CHALLENGE ▸ Revise the records between the lines holding "the yellow trim" and "104;52;140;86", inclusive, by replacing "yellow trim" with "orange trim" and leaving everything else unchanged. Return only those lines.
---------------
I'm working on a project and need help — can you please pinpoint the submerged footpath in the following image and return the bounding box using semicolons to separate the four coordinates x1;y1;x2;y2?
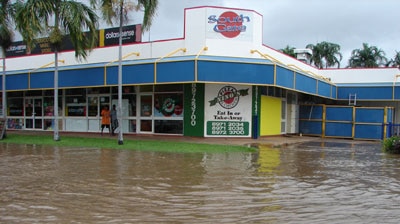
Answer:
7;130;380;147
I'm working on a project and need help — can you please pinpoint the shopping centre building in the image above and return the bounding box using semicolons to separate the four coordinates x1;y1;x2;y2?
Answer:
2;7;400;139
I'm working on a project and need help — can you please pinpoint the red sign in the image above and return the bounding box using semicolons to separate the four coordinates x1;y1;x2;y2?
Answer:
208;11;250;38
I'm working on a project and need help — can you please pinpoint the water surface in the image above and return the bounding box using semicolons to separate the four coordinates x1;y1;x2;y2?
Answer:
0;141;400;223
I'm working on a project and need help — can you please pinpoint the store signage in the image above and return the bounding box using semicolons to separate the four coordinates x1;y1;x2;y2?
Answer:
205;85;251;136
208;11;250;38
190;83;197;127
209;86;249;109
6;24;142;57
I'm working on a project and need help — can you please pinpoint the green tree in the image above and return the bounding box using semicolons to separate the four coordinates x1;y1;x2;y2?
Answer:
386;51;400;67
90;0;158;145
16;0;98;141
279;45;296;58
306;41;342;69
348;43;387;68
0;0;18;118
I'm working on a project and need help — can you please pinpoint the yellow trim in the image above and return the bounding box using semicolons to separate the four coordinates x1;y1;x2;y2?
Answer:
154;48;186;84
287;64;332;84
194;46;208;82
28;60;65;90
250;50;285;65
104;52;140;86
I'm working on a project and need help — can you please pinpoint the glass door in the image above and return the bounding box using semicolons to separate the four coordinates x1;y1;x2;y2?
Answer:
139;94;153;133
24;97;43;129
87;95;110;131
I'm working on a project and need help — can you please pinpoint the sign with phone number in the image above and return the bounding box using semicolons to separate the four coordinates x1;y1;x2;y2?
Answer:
207;121;249;136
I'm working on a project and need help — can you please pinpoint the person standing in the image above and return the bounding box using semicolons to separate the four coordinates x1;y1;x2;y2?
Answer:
111;104;118;135
101;106;111;135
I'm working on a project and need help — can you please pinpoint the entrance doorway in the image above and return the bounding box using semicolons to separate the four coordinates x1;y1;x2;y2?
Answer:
24;97;43;129
87;95;110;131
139;94;153;133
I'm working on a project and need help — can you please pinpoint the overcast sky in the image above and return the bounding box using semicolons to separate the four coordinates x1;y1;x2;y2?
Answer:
132;0;400;67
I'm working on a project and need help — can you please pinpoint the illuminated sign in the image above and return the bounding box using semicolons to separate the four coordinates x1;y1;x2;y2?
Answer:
208;11;250;38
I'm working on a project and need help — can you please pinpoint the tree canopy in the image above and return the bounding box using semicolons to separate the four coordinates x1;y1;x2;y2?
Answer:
306;41;342;68
349;43;387;68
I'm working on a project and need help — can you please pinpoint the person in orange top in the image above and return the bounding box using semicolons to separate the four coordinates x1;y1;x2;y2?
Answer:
101;106;111;135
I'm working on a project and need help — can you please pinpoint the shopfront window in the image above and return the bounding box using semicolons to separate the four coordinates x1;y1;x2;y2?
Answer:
7;97;24;116
65;89;86;117
154;93;183;118
154;85;183;134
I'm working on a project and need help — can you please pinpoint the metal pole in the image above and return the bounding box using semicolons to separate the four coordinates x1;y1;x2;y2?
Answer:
1;55;7;119
117;0;124;145
53;49;60;141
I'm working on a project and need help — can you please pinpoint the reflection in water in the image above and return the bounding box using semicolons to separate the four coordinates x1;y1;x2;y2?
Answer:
0;142;400;223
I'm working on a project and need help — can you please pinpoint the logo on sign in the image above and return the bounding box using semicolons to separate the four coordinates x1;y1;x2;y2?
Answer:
209;86;249;109
208;11;250;38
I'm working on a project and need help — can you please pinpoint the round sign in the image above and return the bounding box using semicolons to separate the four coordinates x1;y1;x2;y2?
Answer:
217;11;243;38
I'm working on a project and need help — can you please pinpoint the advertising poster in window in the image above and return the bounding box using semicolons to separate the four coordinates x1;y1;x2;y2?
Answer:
154;93;183;118
204;84;252;137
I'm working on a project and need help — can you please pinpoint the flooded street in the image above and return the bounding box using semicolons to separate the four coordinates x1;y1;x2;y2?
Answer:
0;141;400;223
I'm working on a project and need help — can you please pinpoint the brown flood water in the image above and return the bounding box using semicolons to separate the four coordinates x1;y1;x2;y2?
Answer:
0;142;400;223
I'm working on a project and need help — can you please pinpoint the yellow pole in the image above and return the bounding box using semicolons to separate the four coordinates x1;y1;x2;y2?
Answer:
194;46;208;82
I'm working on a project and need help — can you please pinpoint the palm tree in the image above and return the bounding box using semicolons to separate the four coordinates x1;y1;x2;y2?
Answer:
306;41;342;68
348;43;387;68
90;0;158;145
279;45;296;58
16;0;98;141
0;0;19;118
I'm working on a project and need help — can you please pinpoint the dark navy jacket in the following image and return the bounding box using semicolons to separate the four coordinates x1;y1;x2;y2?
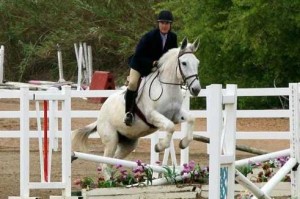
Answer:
129;28;177;76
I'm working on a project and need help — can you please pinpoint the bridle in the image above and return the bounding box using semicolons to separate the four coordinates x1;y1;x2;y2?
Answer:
149;52;199;101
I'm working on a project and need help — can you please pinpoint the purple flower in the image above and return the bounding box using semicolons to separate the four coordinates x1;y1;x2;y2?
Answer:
74;178;81;185
136;160;142;166
116;164;123;169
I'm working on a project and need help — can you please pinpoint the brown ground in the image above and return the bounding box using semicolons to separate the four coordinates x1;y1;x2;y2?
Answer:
0;99;289;199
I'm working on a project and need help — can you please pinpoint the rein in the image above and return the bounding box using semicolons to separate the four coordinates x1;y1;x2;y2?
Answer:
149;52;198;101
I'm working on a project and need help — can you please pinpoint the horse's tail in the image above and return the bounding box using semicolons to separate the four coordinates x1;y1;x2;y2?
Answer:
72;121;97;151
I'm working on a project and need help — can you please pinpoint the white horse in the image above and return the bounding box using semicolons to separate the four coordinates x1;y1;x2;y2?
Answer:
73;39;201;179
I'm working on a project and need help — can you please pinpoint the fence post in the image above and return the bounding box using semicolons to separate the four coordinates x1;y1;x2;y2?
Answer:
206;84;223;198
180;92;190;166
289;83;300;198
61;86;72;197
20;87;30;198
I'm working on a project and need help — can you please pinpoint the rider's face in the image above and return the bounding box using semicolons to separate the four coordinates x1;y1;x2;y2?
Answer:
158;21;171;34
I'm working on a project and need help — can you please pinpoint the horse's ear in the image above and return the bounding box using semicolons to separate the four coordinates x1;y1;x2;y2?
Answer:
180;37;188;50
192;37;200;52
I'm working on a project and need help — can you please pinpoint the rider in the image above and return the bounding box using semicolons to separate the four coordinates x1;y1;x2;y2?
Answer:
124;10;177;126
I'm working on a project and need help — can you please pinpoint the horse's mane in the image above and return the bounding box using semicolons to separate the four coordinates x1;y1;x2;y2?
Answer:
158;43;193;71
158;48;179;68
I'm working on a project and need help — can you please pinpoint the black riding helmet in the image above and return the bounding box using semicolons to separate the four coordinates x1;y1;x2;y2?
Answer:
157;10;173;23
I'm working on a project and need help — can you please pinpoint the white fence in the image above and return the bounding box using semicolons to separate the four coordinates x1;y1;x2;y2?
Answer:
0;84;291;199
0;88;290;140
0;84;290;165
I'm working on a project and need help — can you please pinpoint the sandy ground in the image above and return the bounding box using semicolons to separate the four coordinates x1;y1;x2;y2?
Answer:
0;99;289;199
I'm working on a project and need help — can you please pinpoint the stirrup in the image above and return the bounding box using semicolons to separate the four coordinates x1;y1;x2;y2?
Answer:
124;112;134;126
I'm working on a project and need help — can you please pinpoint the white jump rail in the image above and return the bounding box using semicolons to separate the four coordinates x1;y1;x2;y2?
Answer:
208;83;300;199
9;87;78;199
0;88;290;165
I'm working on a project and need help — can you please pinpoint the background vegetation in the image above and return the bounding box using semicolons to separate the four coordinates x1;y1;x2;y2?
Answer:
0;0;300;106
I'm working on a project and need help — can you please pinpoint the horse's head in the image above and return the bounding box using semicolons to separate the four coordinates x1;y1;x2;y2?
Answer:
177;38;201;96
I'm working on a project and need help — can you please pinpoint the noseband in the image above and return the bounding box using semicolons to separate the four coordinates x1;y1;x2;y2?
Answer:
159;52;199;89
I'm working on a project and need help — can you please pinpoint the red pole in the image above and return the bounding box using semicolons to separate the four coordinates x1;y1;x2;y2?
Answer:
44;100;48;182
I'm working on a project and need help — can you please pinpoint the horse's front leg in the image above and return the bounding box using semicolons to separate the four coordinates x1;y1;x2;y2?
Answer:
149;111;175;152
176;110;195;149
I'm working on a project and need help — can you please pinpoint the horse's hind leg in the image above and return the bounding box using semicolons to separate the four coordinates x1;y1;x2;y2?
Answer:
99;125;119;180
149;111;175;152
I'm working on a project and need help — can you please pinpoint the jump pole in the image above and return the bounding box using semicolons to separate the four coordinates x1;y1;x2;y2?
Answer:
0;46;4;84
44;100;48;182
72;151;167;173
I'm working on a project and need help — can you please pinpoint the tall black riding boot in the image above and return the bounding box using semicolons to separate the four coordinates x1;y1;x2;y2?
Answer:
124;89;136;126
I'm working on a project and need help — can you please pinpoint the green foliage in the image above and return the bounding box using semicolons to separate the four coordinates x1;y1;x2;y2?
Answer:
0;0;300;109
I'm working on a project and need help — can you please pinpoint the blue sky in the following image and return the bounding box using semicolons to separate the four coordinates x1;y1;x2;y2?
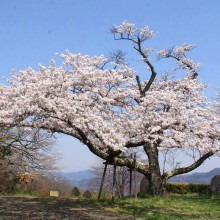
---------------
RESULT BELOW ▸
I'm working on a project and need help — can you please pinpoint the orange trim in the image above and return the bounding box using semicolons to separate the four coordinates x1;y1;x2;y2?
Answer:
154;48;186;84
287;64;332;84
194;46;208;82
28;60;65;90
250;50;285;65
104;52;140;86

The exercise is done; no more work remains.